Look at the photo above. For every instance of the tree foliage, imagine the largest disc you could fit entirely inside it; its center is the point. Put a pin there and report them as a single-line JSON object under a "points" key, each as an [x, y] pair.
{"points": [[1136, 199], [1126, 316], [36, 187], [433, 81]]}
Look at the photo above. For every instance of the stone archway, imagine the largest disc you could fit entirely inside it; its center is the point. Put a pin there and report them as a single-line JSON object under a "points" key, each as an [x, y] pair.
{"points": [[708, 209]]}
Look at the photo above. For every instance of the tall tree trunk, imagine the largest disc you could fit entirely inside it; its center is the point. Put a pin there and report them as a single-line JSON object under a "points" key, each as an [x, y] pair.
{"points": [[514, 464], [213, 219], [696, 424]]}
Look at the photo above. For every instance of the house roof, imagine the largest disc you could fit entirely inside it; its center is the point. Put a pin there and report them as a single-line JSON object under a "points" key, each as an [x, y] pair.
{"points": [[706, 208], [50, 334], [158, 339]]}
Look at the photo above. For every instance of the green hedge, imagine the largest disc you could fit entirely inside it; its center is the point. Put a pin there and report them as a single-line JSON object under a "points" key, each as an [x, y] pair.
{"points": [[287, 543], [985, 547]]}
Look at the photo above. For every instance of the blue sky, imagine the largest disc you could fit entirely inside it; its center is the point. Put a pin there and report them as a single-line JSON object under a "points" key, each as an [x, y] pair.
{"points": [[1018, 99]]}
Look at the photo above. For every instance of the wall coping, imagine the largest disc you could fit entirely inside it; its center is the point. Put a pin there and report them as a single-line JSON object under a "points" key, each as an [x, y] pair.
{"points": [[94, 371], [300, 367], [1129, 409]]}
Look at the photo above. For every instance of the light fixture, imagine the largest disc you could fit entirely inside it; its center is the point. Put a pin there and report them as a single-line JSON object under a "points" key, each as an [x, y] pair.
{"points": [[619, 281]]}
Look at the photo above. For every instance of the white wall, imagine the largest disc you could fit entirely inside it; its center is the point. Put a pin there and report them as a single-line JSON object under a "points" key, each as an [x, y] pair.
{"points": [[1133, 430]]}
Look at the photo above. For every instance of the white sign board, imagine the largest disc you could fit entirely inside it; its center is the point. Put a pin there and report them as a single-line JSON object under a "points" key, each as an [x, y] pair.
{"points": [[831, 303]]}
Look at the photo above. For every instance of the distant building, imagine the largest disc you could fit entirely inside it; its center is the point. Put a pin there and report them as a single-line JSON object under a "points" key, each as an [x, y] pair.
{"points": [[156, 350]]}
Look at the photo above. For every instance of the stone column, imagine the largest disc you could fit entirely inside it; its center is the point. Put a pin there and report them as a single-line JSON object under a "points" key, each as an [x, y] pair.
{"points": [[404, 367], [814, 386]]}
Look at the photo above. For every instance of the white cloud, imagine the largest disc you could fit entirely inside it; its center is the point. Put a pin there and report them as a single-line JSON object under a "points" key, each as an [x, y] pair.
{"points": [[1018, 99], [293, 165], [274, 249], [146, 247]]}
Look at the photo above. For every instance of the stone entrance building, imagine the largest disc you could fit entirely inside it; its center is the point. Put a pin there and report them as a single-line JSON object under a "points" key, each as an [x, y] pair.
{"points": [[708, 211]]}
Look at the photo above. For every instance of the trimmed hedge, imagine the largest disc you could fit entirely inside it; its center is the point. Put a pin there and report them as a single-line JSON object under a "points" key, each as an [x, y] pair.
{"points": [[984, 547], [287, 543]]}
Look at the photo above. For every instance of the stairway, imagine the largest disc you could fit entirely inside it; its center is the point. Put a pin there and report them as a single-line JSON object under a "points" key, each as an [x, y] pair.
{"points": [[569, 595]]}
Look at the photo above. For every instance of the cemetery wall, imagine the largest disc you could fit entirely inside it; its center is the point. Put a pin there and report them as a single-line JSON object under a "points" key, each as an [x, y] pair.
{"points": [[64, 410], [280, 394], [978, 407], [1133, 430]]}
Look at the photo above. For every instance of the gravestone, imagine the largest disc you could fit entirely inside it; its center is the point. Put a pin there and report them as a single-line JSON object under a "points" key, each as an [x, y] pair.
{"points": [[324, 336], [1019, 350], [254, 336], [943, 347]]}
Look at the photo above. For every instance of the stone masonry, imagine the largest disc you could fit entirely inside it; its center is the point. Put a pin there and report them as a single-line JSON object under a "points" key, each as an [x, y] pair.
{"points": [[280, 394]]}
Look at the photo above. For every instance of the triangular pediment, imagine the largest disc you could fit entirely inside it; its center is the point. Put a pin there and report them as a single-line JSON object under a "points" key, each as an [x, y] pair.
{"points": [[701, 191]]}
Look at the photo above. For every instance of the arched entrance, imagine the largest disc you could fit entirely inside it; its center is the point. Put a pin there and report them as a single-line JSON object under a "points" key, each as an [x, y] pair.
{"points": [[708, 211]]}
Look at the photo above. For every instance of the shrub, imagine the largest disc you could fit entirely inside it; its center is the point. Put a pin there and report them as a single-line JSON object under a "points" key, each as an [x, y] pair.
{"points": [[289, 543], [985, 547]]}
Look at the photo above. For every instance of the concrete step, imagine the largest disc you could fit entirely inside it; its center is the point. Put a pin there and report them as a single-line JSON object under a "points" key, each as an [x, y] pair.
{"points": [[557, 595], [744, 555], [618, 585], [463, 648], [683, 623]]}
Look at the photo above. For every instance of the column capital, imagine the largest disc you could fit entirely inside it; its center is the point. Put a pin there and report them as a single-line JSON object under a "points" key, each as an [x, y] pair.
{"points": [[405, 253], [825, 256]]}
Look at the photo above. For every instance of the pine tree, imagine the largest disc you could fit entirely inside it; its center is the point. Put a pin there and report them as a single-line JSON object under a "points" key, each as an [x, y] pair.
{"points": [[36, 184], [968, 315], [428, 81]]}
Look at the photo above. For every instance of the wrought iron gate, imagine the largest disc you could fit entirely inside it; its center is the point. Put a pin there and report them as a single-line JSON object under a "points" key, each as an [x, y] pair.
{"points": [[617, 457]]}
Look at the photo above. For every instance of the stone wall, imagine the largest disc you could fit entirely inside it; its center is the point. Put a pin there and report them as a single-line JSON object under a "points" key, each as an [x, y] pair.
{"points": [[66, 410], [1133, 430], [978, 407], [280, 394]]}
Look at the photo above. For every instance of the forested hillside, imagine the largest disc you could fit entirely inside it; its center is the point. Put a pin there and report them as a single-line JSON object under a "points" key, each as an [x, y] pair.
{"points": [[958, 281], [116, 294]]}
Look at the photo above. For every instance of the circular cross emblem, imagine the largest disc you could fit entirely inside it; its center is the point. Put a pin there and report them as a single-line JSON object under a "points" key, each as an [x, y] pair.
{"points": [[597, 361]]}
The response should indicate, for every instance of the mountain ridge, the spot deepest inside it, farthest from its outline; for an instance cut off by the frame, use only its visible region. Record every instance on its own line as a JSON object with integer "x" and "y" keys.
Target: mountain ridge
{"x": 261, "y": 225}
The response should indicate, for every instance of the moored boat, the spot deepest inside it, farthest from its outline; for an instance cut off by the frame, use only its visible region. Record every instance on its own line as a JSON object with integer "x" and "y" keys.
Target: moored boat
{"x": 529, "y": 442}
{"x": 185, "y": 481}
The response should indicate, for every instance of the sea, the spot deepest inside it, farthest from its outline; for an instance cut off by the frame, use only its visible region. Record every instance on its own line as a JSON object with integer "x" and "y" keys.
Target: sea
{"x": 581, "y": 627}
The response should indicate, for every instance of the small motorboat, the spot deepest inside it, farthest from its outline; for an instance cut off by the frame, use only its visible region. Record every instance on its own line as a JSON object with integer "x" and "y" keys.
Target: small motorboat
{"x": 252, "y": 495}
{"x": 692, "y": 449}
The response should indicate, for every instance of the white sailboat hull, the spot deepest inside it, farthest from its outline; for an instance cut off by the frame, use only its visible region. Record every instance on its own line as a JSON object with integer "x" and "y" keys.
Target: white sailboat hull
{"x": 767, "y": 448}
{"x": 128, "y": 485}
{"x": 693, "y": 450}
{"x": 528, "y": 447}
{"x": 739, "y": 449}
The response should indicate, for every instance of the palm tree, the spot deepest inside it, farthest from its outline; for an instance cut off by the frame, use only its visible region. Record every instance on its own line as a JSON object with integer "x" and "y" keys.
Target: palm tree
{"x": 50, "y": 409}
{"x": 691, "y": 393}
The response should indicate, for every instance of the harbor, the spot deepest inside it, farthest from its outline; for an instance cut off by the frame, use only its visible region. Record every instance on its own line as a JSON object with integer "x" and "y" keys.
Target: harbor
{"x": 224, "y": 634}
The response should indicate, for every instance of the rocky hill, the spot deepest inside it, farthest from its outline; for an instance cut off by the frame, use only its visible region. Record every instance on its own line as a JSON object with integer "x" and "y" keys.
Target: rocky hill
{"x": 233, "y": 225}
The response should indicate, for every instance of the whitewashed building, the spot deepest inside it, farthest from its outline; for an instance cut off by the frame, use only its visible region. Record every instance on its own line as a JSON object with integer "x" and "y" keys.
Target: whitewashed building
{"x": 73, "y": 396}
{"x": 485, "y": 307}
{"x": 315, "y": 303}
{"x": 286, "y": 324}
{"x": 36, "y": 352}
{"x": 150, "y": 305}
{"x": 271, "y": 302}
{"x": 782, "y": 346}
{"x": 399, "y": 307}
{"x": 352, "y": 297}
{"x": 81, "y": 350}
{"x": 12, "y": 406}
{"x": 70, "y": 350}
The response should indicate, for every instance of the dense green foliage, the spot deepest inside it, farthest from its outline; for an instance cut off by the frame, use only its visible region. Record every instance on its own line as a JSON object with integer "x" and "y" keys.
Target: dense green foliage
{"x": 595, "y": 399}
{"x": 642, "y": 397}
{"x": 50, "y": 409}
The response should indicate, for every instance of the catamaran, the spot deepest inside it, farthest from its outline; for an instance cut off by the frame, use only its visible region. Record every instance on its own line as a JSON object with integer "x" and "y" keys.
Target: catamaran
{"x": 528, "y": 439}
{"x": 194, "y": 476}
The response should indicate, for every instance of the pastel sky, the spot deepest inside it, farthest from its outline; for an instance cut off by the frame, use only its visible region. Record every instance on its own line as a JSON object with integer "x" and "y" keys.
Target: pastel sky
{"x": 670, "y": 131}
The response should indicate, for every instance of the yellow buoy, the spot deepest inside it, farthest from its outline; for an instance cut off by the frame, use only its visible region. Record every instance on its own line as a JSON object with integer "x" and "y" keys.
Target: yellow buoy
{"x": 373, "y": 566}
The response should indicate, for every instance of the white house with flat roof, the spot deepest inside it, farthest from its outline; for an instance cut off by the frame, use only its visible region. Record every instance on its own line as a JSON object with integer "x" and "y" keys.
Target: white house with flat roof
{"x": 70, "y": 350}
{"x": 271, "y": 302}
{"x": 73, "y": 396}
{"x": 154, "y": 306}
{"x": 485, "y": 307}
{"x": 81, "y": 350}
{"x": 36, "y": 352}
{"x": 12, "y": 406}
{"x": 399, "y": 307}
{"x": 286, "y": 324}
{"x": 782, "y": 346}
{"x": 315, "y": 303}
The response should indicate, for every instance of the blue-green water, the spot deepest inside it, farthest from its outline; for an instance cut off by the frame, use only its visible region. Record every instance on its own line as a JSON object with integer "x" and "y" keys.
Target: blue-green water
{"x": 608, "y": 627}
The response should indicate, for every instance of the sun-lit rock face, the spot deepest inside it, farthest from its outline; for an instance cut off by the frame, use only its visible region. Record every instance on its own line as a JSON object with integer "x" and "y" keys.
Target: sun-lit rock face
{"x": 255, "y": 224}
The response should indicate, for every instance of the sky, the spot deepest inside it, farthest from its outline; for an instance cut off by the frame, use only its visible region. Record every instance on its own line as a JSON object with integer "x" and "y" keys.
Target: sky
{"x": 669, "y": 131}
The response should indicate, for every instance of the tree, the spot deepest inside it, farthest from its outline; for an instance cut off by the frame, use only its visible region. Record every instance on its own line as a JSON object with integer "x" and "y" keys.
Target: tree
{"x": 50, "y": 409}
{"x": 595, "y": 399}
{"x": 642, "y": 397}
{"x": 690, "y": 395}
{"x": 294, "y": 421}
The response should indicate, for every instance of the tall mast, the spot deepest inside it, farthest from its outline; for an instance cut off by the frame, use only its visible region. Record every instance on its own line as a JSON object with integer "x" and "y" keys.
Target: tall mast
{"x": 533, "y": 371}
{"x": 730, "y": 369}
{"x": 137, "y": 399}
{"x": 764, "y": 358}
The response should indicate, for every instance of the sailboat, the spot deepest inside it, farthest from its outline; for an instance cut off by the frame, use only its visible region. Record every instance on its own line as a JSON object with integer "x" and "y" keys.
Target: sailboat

▶ **JOB**
Copy out exactly the lines running from the line with "The response should indicate, for every instance of the sky, the" to the end of the records, inclusive.

▶ **ANSWER IN FULL**
The response should indicate, for every instance of the sky, the spot deepest inside it, farthest from its outline; for an instance cut off by the frame, use only its visible region. Record every instance on its own line as a JSON object with integer "x" and "y" keys.
Target: sky
{"x": 669, "y": 131}
The response should indicate, for every instance of the tree, the spot deepest inside it, farthest from its outline; for an instance cut off by the frame, use only its visible region. Record every instance on its own line as a JSON object with integer "x" and "y" keys.
Target: tree
{"x": 50, "y": 409}
{"x": 595, "y": 399}
{"x": 642, "y": 397}
{"x": 690, "y": 395}
{"x": 294, "y": 421}
The response should indicate, for every instance of the tall mast, the spot deepest inside it, farthest from its outline; for an instance cut off by the frame, use only its visible region. Record every instance on its own line as a JSON object with integer "x" and "y" keys.
Target: tall mast
{"x": 533, "y": 371}
{"x": 730, "y": 369}
{"x": 137, "y": 399}
{"x": 764, "y": 358}
The response should indicate, for every instance of the sailboat, the spot deepest inside it, farthest from its outline; for an instance cut off by the frame, use only its visible region. Record every instance on its own line as a JSON object with integer "x" and "y" keys.
Target: sailboat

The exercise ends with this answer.